Task directions:
Retype, character for character, the lines starting with the one that contains "the dog's tail" and going on through the last line of the items.

** BEGIN Data listing **

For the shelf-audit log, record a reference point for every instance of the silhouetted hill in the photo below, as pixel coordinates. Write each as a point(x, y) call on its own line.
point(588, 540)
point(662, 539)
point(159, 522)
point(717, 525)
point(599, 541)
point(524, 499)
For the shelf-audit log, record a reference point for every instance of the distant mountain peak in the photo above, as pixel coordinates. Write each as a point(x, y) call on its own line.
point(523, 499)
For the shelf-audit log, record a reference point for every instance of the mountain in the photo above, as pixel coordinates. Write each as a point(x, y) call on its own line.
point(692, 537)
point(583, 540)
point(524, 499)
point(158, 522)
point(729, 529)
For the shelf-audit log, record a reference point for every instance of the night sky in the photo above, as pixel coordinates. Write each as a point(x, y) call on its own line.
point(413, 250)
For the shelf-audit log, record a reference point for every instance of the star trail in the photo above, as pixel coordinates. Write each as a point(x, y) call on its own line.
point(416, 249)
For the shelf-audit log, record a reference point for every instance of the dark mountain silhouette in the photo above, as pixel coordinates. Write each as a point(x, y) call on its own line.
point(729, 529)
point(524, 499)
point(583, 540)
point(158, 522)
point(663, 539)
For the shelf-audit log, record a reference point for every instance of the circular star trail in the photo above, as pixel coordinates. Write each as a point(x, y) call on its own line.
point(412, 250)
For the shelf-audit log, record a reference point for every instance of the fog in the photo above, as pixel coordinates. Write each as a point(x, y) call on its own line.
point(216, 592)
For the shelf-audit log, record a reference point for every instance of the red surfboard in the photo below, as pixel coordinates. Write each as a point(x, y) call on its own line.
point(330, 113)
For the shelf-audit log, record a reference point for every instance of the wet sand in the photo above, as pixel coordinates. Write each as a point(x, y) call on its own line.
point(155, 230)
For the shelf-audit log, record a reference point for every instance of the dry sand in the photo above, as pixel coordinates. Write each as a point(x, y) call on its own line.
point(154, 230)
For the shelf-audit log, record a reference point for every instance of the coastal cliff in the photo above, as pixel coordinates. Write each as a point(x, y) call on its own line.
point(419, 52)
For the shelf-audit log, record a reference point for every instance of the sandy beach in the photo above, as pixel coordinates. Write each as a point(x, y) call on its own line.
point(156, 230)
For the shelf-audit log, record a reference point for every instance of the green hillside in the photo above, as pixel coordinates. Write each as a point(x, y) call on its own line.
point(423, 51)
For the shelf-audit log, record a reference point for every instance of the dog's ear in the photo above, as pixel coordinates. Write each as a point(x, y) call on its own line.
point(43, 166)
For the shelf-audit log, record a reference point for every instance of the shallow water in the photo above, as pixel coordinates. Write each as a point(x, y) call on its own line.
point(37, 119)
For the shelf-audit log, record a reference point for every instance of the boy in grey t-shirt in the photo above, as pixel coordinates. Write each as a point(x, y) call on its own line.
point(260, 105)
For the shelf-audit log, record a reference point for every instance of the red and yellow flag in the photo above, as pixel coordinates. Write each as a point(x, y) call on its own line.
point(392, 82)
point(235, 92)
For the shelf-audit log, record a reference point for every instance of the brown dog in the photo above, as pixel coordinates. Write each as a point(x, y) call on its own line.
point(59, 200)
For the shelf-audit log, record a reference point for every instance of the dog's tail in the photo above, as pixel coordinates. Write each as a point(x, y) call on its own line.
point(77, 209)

** END Data listing **

Worked solution:
For the shelf-audit log, record a reference point for every instance of the dog's tail in the photo above, as pixel coordinates. Write each as a point(x, y) call on its own line.
point(77, 209)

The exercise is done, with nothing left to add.